Work request
Find the number of lines in these records where the word "navy" appears. Reply with that number and nothing more.

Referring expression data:
- Opening Delimiter -

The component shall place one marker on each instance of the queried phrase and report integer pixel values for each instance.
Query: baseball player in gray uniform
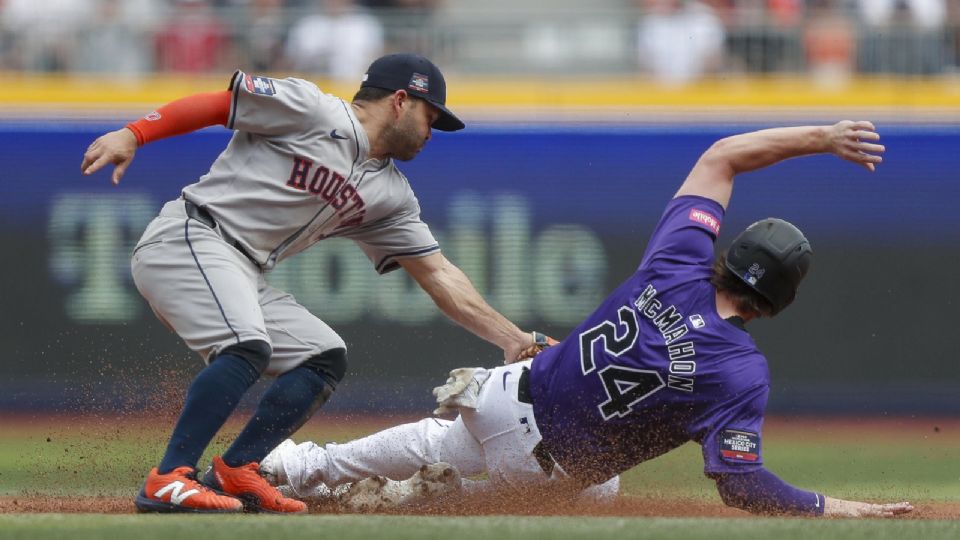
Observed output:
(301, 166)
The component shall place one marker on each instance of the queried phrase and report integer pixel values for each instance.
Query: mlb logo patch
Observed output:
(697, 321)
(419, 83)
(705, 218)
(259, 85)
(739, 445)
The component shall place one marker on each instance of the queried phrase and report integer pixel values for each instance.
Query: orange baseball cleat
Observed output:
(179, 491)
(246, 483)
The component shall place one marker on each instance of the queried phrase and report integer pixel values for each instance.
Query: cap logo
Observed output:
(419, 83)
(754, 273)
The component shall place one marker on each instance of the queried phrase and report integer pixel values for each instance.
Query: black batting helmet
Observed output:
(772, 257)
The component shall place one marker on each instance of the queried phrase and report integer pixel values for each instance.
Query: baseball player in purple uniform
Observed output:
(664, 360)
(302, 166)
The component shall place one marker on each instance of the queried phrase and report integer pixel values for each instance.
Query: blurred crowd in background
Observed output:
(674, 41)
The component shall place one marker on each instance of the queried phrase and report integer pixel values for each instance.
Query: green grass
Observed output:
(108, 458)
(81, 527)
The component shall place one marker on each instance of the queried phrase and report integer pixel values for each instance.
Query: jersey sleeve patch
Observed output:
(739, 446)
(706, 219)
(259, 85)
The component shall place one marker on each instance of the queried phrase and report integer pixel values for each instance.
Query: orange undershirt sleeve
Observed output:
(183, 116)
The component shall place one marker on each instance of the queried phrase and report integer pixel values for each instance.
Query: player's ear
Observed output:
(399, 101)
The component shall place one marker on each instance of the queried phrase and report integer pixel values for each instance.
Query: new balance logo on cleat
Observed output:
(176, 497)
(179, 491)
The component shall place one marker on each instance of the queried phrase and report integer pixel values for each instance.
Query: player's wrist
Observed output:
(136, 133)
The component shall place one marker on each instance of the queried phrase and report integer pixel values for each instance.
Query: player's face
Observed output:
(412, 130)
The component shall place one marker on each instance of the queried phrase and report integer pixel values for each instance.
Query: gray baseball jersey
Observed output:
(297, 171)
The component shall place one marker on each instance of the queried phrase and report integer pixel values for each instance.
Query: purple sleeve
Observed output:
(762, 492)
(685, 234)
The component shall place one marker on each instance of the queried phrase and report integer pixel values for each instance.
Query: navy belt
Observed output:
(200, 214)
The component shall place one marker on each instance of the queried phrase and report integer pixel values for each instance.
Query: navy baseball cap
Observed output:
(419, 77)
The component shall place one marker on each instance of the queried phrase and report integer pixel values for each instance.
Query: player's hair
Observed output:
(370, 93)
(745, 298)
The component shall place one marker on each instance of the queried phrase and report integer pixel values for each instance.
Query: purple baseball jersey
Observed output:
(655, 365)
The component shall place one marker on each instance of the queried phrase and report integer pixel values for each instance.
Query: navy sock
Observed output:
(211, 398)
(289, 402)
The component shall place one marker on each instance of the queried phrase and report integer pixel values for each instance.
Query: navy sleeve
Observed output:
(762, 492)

- Closing Delimiter -

Response area
4